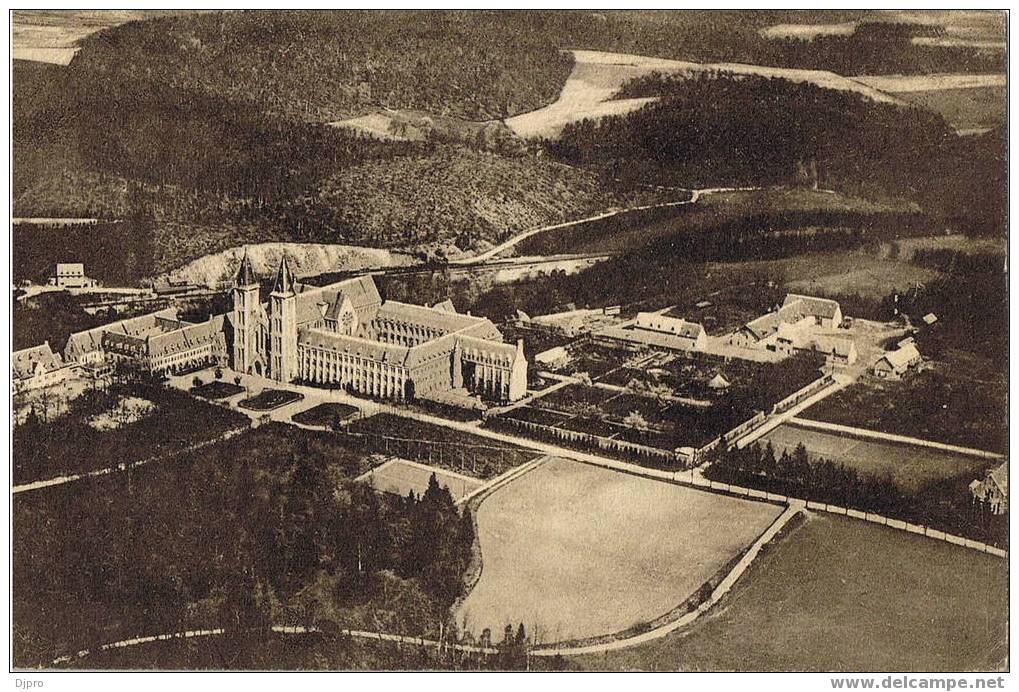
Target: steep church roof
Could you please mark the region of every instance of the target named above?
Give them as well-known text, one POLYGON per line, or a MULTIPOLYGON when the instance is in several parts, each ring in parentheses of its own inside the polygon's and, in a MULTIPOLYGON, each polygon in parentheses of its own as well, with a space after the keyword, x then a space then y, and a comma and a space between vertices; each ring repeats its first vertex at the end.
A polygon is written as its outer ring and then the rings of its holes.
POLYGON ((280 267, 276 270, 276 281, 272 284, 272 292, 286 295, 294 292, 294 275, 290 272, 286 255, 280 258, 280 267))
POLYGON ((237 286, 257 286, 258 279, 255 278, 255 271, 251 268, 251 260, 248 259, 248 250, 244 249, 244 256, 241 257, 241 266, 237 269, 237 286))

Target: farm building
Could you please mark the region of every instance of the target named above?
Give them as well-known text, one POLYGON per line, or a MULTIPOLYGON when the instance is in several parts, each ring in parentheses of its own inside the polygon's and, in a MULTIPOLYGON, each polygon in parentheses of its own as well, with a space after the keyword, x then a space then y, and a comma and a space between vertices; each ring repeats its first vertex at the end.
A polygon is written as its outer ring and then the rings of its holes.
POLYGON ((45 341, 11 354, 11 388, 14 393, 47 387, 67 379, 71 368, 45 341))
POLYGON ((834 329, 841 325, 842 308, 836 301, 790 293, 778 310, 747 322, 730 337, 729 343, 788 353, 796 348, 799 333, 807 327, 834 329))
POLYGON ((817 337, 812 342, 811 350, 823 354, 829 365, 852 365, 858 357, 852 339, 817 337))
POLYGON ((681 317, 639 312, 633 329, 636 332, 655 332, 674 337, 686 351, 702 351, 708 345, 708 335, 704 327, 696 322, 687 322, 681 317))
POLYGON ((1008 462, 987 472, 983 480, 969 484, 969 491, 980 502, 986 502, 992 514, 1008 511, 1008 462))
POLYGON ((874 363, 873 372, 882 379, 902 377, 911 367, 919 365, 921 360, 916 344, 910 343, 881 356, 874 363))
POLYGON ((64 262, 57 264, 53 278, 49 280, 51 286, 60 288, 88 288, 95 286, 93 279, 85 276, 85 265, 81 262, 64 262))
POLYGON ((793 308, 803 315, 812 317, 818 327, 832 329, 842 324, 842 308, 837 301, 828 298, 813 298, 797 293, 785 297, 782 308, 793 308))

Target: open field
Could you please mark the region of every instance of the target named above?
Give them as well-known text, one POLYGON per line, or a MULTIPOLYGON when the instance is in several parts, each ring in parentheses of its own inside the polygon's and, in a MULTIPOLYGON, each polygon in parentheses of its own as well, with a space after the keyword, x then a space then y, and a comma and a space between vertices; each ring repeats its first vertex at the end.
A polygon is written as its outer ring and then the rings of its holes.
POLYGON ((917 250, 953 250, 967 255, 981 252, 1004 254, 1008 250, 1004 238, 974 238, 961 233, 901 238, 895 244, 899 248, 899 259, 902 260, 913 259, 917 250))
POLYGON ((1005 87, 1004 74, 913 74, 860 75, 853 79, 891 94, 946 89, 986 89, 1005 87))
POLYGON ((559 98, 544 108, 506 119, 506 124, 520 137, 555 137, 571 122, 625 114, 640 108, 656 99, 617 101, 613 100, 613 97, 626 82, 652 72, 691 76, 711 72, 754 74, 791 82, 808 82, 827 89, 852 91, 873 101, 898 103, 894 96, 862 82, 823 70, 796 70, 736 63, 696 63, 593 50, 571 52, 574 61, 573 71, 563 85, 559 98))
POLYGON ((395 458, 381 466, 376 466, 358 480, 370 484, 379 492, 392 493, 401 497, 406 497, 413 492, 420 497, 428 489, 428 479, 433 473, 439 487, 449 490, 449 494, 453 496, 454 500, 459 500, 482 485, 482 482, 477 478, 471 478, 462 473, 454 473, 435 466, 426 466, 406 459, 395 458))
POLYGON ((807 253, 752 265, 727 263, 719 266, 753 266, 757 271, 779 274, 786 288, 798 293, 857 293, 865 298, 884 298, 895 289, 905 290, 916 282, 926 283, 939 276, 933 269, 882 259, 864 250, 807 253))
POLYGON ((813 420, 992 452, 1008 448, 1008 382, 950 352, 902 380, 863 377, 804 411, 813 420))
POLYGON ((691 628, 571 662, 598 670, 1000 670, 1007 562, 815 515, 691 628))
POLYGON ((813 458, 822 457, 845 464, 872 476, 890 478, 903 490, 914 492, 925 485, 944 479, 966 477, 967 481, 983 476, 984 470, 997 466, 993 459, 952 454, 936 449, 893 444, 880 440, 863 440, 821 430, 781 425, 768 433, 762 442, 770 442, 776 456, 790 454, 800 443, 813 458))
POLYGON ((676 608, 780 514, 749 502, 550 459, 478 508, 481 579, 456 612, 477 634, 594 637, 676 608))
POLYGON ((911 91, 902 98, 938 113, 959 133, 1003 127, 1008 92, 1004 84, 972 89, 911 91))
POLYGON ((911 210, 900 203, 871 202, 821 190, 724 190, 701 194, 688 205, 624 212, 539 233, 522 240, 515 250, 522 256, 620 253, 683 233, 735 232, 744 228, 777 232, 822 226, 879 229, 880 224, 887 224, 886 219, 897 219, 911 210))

+ + + +

YOUR INSTRUCTIONS> Transcribe every entry exactly, omitting pictures.

RESPONSE TO THIS EXERCISE>
Target: steep church roof
Could you please mark the region of every instance of the target named above?
Give them as well-known text, one POLYGON per line, or a MULTIPOLYGON when the instance is in several parts, each ring in parentheses of its own inside the polygon's and, in a MULTIPOLYGON, each polygon in parentheses of its own as well, with a space after the keyword, x then a space then y, and a comma and a space between vertices; each ring repeats its first vertex at the end.
A polygon is written as its outer ring and then the rings of its holes.
POLYGON ((280 267, 276 270, 276 281, 272 284, 272 292, 286 295, 294 292, 294 275, 290 272, 286 255, 280 258, 280 267))
POLYGON ((237 286, 257 286, 258 279, 255 278, 255 271, 251 268, 251 260, 248 259, 248 250, 244 249, 244 256, 241 257, 241 266, 237 269, 237 286))

Target: farm building
Could you please mark the region of every instance of the target named above?
Give them as well-known text, one POLYGON per line, or a MULTIPOLYGON when the instance is in several parts, each ring in parentheses of its own inside the polygon's and, in a MULTIPOLYGON, each polygon in parentheses of its own as well, with a space after the keyword, x then a space then y, and a comma and a space between vertices; each ring repeats its first vertex at the end.
A polygon is written as its outer ring and then the rings of its holes.
POLYGON ((45 341, 11 354, 11 388, 14 393, 47 387, 67 379, 71 368, 45 341))
POLYGON ((834 329, 841 325, 842 308, 836 301, 790 293, 778 310, 747 322, 730 337, 729 343, 788 353, 796 348, 799 333, 807 327, 834 329))
POLYGON ((817 337, 812 342, 811 350, 823 354, 829 365, 852 365, 858 357, 852 339, 817 337))
POLYGON ((681 317, 639 312, 633 329, 636 332, 655 332, 674 337, 686 351, 702 351, 708 345, 708 335, 704 327, 696 322, 687 322, 681 317))
POLYGON ((1008 462, 987 472, 983 480, 969 484, 969 491, 980 502, 986 502, 992 514, 1008 511, 1008 462))
POLYGON ((874 363, 873 372, 882 379, 902 377, 911 367, 919 365, 921 360, 916 344, 910 343, 881 356, 874 363))
POLYGON ((64 262, 57 264, 53 278, 49 280, 51 286, 60 288, 88 288, 95 286, 93 279, 85 276, 85 265, 81 262, 64 262))
POLYGON ((793 308, 803 315, 812 317, 818 327, 832 329, 842 324, 842 308, 837 301, 828 298, 813 298, 797 293, 785 297, 782 308, 793 308))

Target: open field
Could you please mark the region of every instance of the target named above?
Give them as well-known text, one POLYGON per line, or a MULTIPOLYGON when the instance is in several parts, each ring in parentheses of its own inside the polygon's and, in a MULTIPOLYGON, each polygon in parentheses of its own as well, with a space after the keyword, x then a space then y, and a comma and a space between vertices; each ring repeats its first vertex at the end.
A polygon is written as its outer ring and then the rings of its holes.
POLYGON ((917 250, 953 250, 967 255, 981 252, 1004 254, 1008 250, 1004 238, 974 238, 961 233, 901 238, 895 244, 899 248, 899 259, 902 260, 913 259, 917 250))
POLYGON ((1005 87, 1004 74, 913 74, 860 75, 853 79, 891 94, 946 89, 986 89, 1005 87))
POLYGON ((559 98, 544 108, 506 119, 506 124, 520 137, 555 137, 571 122, 625 114, 640 108, 656 99, 617 101, 613 100, 613 97, 626 82, 652 72, 691 76, 711 72, 754 74, 791 82, 808 82, 827 89, 852 91, 873 101, 898 103, 894 96, 862 82, 823 70, 796 70, 736 63, 696 63, 593 50, 571 52, 574 61, 573 71, 563 85, 559 98))
POLYGON ((395 458, 381 466, 376 466, 358 480, 370 484, 379 492, 392 493, 401 497, 406 497, 413 492, 420 497, 428 489, 428 479, 433 473, 439 487, 449 490, 449 494, 453 496, 454 500, 459 500, 482 485, 482 482, 477 478, 471 478, 462 473, 454 473, 435 466, 426 466, 406 459, 395 458))
POLYGON ((807 253, 752 265, 727 263, 719 266, 753 266, 757 271, 779 274, 786 288, 798 293, 857 293, 865 298, 884 298, 895 289, 905 290, 916 282, 926 283, 939 276, 933 269, 882 259, 864 250, 807 253))
POLYGON ((813 420, 992 452, 1008 448, 1008 382, 950 352, 902 380, 863 377, 804 411, 813 420))
POLYGON ((691 628, 571 662, 598 670, 1000 670, 1007 562, 815 515, 691 628))
POLYGON ((813 458, 822 457, 845 464, 872 476, 890 478, 903 490, 914 492, 925 485, 944 479, 966 477, 967 481, 983 476, 984 470, 997 466, 993 459, 952 454, 936 449, 893 444, 880 440, 863 440, 821 430, 781 425, 768 433, 762 442, 770 442, 776 456, 790 454, 800 443, 813 458))
POLYGON ((676 608, 780 514, 749 502, 550 459, 478 508, 481 579, 456 612, 477 634, 594 637, 676 608))
POLYGON ((911 91, 902 98, 938 113, 959 133, 1003 127, 1008 92, 1004 84, 972 89, 911 91))
POLYGON ((911 210, 900 203, 871 202, 821 190, 724 190, 701 194, 688 205, 624 212, 539 233, 522 240, 515 250, 522 256, 620 253, 683 233, 735 232, 744 228, 777 232, 822 226, 879 229, 880 224, 887 224, 886 219, 897 219, 911 210))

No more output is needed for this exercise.